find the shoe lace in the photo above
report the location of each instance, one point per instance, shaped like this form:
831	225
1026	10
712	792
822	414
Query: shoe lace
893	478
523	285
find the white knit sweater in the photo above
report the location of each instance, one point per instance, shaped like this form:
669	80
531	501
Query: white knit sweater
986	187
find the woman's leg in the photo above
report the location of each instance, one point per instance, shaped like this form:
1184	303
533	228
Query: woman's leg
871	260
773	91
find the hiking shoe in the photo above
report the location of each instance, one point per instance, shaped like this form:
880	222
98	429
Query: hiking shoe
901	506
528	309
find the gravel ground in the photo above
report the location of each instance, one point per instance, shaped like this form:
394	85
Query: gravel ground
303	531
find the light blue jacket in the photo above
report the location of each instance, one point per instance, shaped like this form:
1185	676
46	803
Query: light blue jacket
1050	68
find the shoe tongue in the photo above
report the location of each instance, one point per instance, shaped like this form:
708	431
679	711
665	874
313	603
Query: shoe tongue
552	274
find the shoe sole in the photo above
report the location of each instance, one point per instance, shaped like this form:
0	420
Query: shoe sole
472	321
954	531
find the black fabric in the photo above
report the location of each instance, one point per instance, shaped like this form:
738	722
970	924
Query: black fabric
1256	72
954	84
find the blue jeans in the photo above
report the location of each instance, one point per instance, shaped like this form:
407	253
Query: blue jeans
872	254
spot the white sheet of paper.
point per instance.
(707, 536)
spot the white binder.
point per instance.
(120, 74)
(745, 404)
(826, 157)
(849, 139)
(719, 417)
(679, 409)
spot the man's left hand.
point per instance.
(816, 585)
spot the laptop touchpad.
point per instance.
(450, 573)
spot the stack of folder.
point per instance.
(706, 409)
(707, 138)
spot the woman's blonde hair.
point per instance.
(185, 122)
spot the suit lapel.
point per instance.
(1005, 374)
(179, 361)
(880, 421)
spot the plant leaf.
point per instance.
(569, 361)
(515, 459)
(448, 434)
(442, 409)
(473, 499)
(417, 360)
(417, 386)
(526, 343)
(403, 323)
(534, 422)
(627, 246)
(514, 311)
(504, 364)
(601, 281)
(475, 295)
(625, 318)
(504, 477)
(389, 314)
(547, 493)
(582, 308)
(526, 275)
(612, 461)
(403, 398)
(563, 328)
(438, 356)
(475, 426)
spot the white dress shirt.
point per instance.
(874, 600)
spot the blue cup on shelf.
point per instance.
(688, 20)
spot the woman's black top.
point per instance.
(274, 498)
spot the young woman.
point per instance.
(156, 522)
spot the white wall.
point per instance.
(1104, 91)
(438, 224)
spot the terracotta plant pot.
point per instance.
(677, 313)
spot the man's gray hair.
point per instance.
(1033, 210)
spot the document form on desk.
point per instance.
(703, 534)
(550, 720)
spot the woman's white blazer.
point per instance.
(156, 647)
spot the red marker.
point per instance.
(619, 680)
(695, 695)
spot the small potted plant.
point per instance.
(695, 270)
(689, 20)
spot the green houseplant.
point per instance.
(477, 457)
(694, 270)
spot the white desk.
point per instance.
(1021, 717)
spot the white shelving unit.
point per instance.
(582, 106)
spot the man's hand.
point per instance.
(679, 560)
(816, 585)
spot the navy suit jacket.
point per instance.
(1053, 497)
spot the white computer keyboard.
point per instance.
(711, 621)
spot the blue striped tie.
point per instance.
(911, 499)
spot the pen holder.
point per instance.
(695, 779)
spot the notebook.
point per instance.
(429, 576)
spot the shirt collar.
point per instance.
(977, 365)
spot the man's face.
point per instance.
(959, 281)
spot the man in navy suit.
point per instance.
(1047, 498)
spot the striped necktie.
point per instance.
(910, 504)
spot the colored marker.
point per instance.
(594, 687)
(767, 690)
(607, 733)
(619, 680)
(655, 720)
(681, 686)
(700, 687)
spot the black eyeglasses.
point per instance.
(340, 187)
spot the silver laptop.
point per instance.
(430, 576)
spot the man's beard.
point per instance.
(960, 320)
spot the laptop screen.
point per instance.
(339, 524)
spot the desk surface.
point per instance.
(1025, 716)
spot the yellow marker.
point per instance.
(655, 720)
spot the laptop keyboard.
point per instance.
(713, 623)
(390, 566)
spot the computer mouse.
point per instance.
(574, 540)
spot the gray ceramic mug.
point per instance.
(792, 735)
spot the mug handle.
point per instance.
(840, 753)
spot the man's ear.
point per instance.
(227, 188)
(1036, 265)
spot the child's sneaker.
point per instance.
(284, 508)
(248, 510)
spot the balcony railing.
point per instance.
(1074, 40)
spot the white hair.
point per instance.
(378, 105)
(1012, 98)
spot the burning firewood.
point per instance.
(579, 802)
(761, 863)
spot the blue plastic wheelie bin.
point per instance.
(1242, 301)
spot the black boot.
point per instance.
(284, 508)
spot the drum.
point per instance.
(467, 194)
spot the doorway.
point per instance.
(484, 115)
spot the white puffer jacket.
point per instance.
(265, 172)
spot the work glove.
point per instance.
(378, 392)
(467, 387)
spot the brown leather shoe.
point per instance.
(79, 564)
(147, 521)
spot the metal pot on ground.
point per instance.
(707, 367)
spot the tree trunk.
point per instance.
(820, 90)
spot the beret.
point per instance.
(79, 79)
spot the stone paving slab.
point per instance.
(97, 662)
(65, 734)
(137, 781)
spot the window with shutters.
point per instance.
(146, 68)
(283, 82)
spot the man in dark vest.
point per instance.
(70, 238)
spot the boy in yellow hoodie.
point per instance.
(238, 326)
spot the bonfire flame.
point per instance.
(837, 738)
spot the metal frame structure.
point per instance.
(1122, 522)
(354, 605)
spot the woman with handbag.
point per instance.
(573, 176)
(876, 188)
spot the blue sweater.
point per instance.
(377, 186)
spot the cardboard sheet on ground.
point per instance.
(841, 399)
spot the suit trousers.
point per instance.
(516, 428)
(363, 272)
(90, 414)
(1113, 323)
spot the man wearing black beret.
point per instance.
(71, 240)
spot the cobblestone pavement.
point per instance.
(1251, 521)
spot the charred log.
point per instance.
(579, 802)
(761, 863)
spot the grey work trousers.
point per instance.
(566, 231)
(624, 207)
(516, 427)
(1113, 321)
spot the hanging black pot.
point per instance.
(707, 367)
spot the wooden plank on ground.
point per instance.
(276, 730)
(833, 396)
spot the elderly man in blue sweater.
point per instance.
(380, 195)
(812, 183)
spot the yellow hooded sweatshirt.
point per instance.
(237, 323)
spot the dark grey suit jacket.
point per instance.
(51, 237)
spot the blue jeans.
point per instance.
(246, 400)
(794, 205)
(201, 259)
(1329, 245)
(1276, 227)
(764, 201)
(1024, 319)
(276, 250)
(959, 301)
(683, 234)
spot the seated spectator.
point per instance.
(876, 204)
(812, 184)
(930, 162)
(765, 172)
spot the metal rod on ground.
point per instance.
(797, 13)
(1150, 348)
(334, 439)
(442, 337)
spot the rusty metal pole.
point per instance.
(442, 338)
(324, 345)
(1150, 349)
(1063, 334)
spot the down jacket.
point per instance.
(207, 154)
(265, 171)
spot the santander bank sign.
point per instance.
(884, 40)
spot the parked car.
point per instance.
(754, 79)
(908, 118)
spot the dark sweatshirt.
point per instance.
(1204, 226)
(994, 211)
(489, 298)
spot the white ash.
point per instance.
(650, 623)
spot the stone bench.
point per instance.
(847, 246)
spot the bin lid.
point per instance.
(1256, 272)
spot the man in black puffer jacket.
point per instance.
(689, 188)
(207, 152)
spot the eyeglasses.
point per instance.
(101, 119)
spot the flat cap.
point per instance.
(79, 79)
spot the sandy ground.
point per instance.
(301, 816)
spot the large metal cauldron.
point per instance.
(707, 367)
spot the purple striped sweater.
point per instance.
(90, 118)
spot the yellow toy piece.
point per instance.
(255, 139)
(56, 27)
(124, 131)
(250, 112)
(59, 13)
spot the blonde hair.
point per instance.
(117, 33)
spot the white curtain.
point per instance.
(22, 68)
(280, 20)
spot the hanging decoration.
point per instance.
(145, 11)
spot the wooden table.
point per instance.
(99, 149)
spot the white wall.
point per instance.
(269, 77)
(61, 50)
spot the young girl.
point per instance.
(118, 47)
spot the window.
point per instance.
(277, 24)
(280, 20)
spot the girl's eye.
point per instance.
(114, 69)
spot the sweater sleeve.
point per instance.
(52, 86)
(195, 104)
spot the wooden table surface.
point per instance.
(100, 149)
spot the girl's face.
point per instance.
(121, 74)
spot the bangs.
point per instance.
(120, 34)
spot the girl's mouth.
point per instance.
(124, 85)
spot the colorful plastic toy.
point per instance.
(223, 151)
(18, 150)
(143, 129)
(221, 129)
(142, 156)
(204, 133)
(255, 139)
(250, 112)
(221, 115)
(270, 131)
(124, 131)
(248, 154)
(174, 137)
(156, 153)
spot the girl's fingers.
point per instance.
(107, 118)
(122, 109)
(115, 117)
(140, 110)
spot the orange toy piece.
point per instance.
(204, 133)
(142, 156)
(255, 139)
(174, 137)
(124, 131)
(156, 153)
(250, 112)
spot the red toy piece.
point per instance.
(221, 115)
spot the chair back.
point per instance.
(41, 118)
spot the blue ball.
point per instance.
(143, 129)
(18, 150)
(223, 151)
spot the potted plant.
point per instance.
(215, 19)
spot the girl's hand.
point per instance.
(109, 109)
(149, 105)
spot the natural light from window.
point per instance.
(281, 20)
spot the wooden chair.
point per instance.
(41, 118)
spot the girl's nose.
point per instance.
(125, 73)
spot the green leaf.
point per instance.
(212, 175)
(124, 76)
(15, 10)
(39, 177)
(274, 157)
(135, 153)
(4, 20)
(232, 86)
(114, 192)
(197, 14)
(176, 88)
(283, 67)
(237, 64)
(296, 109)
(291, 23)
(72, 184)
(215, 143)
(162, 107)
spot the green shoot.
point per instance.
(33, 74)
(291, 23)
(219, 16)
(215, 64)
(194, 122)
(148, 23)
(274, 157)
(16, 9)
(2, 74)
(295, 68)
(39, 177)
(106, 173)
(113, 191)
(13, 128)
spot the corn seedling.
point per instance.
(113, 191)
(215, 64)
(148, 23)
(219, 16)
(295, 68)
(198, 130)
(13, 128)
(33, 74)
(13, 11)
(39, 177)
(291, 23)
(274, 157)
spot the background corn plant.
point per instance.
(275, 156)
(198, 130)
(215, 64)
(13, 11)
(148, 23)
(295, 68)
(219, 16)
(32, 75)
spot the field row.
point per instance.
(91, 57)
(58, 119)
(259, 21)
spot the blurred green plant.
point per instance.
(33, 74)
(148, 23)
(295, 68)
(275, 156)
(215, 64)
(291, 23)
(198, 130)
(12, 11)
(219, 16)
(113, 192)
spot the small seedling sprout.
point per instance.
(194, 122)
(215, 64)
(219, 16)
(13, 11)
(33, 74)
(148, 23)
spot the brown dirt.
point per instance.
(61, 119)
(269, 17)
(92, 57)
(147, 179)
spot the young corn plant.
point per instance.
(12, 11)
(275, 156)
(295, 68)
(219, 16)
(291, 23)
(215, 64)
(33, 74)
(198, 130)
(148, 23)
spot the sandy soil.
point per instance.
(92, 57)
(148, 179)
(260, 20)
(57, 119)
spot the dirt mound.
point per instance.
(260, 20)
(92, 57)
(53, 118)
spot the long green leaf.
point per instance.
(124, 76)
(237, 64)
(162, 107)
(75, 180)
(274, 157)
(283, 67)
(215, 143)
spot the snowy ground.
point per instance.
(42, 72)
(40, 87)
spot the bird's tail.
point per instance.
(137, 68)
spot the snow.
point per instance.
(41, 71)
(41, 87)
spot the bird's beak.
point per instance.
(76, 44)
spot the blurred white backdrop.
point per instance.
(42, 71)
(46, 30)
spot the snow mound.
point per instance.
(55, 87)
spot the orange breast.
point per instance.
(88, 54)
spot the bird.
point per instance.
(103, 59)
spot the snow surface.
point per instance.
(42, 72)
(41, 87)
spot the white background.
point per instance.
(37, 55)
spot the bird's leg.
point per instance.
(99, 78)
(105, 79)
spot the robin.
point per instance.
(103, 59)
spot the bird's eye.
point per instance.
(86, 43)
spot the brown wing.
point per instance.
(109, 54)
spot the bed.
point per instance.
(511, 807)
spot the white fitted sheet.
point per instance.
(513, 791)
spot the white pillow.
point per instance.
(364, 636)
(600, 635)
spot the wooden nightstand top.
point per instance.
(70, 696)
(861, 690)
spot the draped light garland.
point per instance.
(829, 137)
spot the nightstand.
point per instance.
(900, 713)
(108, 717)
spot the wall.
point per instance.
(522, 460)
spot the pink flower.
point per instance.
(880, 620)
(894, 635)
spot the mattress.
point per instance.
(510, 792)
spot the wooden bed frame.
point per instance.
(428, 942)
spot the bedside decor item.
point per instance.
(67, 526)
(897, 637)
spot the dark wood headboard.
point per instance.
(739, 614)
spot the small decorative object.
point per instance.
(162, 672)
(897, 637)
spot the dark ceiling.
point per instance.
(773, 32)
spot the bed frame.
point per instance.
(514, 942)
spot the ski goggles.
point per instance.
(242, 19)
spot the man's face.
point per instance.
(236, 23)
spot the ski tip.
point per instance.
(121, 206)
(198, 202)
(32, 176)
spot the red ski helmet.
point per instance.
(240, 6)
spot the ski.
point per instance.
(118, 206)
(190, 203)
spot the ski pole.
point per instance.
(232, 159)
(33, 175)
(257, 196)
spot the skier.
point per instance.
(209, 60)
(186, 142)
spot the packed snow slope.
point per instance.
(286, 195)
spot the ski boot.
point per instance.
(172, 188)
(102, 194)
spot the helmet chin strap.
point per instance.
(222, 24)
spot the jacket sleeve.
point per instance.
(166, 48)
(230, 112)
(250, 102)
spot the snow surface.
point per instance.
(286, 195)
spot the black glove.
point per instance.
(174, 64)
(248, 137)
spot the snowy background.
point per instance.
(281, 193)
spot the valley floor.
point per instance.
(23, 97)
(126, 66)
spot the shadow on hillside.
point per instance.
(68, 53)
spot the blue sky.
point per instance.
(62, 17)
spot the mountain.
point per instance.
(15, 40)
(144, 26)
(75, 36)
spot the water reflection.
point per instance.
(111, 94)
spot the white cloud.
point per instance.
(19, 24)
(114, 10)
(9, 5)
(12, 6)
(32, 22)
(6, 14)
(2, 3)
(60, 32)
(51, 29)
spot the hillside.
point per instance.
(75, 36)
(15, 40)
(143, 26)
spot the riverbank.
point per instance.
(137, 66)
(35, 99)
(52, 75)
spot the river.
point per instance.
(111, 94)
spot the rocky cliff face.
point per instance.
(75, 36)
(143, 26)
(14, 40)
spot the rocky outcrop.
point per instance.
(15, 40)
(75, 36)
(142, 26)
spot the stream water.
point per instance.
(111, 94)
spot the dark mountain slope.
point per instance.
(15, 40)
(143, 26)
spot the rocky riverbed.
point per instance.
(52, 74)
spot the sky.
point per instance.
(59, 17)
================================
Every line that holds the string "frame" must be copied from the records above.

◆ Response to this exercise:
spot the metal frame structure.
spot the wooden bed frame.
spot the bed frame.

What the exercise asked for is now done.